_GIVEN INSTRUCTION:_ Present every one of the rows below as a Markdown table with the columns No. and Line, giving each line its own number and skipping blank lines. Leave the pictures out of your answer.

::::::::::

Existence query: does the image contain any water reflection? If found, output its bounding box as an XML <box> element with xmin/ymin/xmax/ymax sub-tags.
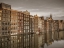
<box><xmin>0</xmin><ymin>31</ymin><xmax>64</xmax><ymax>48</ymax></box>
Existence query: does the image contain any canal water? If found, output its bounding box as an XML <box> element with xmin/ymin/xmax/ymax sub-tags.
<box><xmin>0</xmin><ymin>31</ymin><xmax>64</xmax><ymax>48</ymax></box>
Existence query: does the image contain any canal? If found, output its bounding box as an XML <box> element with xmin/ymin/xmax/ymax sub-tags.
<box><xmin>0</xmin><ymin>31</ymin><xmax>64</xmax><ymax>48</ymax></box>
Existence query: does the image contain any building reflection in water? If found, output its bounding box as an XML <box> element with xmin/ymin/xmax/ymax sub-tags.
<box><xmin>0</xmin><ymin>31</ymin><xmax>64</xmax><ymax>48</ymax></box>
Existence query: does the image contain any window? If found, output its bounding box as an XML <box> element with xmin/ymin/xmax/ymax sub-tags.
<box><xmin>0</xmin><ymin>17</ymin><xmax>1</xmax><ymax>20</ymax></box>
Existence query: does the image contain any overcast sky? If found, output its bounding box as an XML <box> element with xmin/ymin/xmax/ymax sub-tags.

::::::::::

_EXERCISE OUTPUT:_
| No. | Line |
|---|---|
| 1 | Existence query: does the image contain any water reflection? If found, output its bounding box as an XML <box> element with xmin/ymin/xmax/ymax sub-tags. |
| 2 | <box><xmin>0</xmin><ymin>31</ymin><xmax>64</xmax><ymax>48</ymax></box> |
| 3 | Existence query: does the image contain any canal water? If found, output its bounding box as an XML <box> element with xmin/ymin/xmax/ymax sub-tags. |
| 4 | <box><xmin>0</xmin><ymin>31</ymin><xmax>64</xmax><ymax>48</ymax></box> |
| 5 | Existence query: does the image contain any canal? If found, output its bounding box as an XML <box> element with xmin/ymin/xmax/ymax sub-tags. |
| 6 | <box><xmin>0</xmin><ymin>31</ymin><xmax>64</xmax><ymax>48</ymax></box> |
| 7 | Existence query: does the image contain any building reflection in water? If found, output its bounding box as an XML <box> element with xmin/ymin/xmax/ymax sub-tags. |
| 8 | <box><xmin>0</xmin><ymin>31</ymin><xmax>64</xmax><ymax>48</ymax></box> |
| 9 | Existence query: does the image contain any window? If found, output its bounding box as an XML <box> element with xmin/ymin/xmax/ymax sub-tags. |
| 10 | <box><xmin>0</xmin><ymin>17</ymin><xmax>1</xmax><ymax>20</ymax></box> |
| 11 | Existence query: does the image contain any overcast sky? If found, output its bounding box as an XML <box> element with xmin/ymin/xmax/ymax sub-tags. |